No pictures should appear. The lines from the beginning of the listing through the one holding "189, row 329." must be reproduced exactly, and nothing more.

*DATA FOR THIS TASK*
= = =

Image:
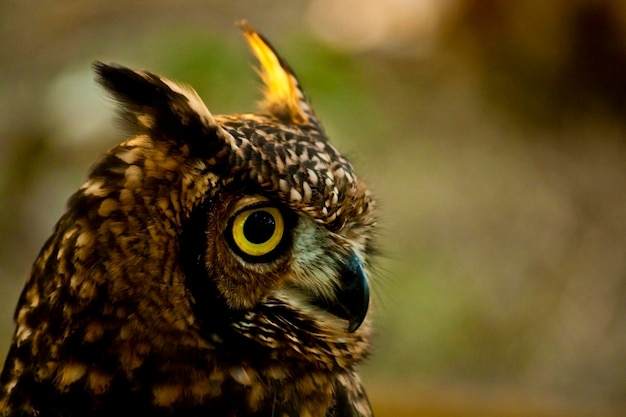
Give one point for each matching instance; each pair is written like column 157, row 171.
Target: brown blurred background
column 493, row 133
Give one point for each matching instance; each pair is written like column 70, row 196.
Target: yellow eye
column 258, row 231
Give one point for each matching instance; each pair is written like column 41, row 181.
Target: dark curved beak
column 352, row 294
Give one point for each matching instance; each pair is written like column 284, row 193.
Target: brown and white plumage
column 210, row 265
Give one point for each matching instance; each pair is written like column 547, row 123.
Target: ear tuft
column 162, row 108
column 283, row 96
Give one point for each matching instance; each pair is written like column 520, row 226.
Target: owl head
column 202, row 245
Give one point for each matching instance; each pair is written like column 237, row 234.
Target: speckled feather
column 136, row 305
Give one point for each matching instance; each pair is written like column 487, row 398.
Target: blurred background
column 492, row 132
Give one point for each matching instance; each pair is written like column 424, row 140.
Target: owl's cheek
column 244, row 284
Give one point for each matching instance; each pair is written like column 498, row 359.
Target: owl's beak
column 352, row 294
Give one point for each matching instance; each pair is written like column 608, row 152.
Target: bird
column 210, row 265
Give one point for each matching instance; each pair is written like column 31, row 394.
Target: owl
column 209, row 266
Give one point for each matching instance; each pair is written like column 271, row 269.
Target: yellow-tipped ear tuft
column 283, row 96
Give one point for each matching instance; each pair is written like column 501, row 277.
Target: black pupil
column 259, row 227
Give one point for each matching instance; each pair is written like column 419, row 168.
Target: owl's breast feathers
column 119, row 315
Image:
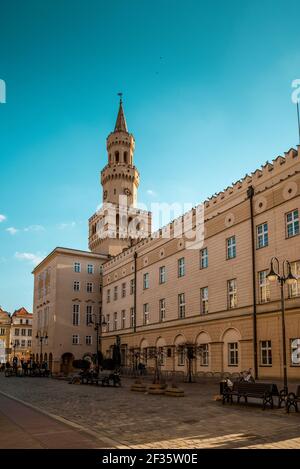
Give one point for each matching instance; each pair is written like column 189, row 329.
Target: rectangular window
column 181, row 356
column 204, row 357
column 88, row 340
column 294, row 289
column 90, row 269
column 75, row 339
column 203, row 258
column 295, row 352
column 204, row 300
column 181, row 305
column 162, row 309
column 262, row 236
column 292, row 223
column 264, row 287
column 123, row 318
column 76, row 315
column 265, row 352
column 131, row 317
column 232, row 293
column 161, row 356
column 89, row 315
column 231, row 247
column 162, row 274
column 146, row 281
column 146, row 313
column 233, row 354
column 181, row 267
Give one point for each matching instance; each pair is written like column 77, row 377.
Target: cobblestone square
column 120, row 418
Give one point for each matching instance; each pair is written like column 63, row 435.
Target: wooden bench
column 292, row 400
column 244, row 390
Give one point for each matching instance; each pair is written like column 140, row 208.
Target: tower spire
column 121, row 121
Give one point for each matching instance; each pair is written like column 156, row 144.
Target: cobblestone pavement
column 128, row 419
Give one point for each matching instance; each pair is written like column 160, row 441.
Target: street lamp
column 286, row 278
column 41, row 337
column 98, row 328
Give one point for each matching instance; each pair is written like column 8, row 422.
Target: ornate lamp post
column 41, row 337
column 286, row 278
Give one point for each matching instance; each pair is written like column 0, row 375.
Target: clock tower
column 120, row 181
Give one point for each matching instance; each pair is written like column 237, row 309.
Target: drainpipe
column 250, row 194
column 135, row 288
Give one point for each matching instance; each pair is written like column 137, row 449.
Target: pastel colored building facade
column 21, row 334
column 158, row 293
column 5, row 323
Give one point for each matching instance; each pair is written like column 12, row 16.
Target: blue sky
column 207, row 95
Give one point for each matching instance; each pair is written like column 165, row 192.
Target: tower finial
column 121, row 121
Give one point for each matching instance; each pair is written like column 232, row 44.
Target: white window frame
column 233, row 352
column 265, row 352
column 294, row 289
column 181, row 305
column 262, row 235
column 264, row 286
column 293, row 223
column 204, row 354
column 76, row 315
column 90, row 268
column 204, row 258
column 88, row 340
column 75, row 339
column 162, row 274
column 204, row 300
column 181, row 267
column 162, row 309
column 146, row 315
column 231, row 247
column 232, row 293
column 146, row 281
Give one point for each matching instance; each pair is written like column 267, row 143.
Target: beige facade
column 226, row 332
column 157, row 292
column 67, row 302
column 21, row 334
column 5, row 323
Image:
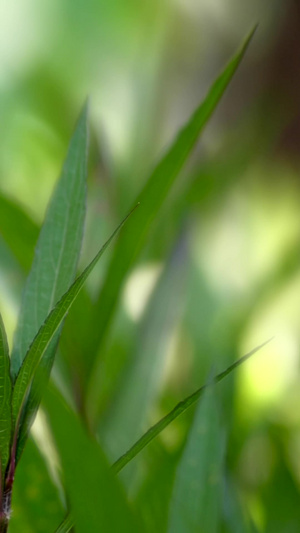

= = =

*ANSWER TO THE PROBLEM*
Image:
Give one point for each matching instance; each pair is written like column 157, row 171.
Target: brown blurred background
column 493, row 133
Give one point for each matching instance; each pair is written like column 70, row 196.
Target: yellow eye
column 258, row 231
Give one point for each matching instance; each pair is written like column 41, row 181.
Target: dark curved beak
column 352, row 294
Give one point for each matching instance; each pair is written like column 284, row 193.
Target: brown and white plumage
column 210, row 265
Give one point for each matching instance; each pair is written like column 547, row 123.
Target: ear tuft
column 162, row 108
column 283, row 96
Give one point for each matching instance; each pair is written like column 520, row 226.
Target: owl head
column 202, row 245
Give one point for each matching instance; each pair is written like column 237, row 234.
Target: speckled feather
column 136, row 305
Give one point for each matching instance; each pair is written like column 487, row 398.
Target: blurred background
column 492, row 132
Give one point for each matching instance; each pair is written like column 424, row 140.
Target: owl's cheek
column 244, row 284
Give one point for each matching instance; each pair is written like column 498, row 359.
Target: owl's beak
column 352, row 294
Give one point for each matching instance; each pair is written like column 608, row 152.
Target: bird
column 210, row 265
Give one point for each matching instance; each pair is written like column 31, row 394.
Target: owl
column 209, row 266
Give one point for each matching instance; each pair is written like column 271, row 269.
Target: yellow-tipped ear tuft
column 283, row 96
Give one point for each matching instance; each pair is written like column 501, row 277.
Target: black pupil
column 259, row 227
Give one point for each matching instance; each pair is written like column 419, row 168.
Target: owl's breast feathers
column 119, row 315
Image:
Give one point for each matching instance; each pair is written like column 189, row 329.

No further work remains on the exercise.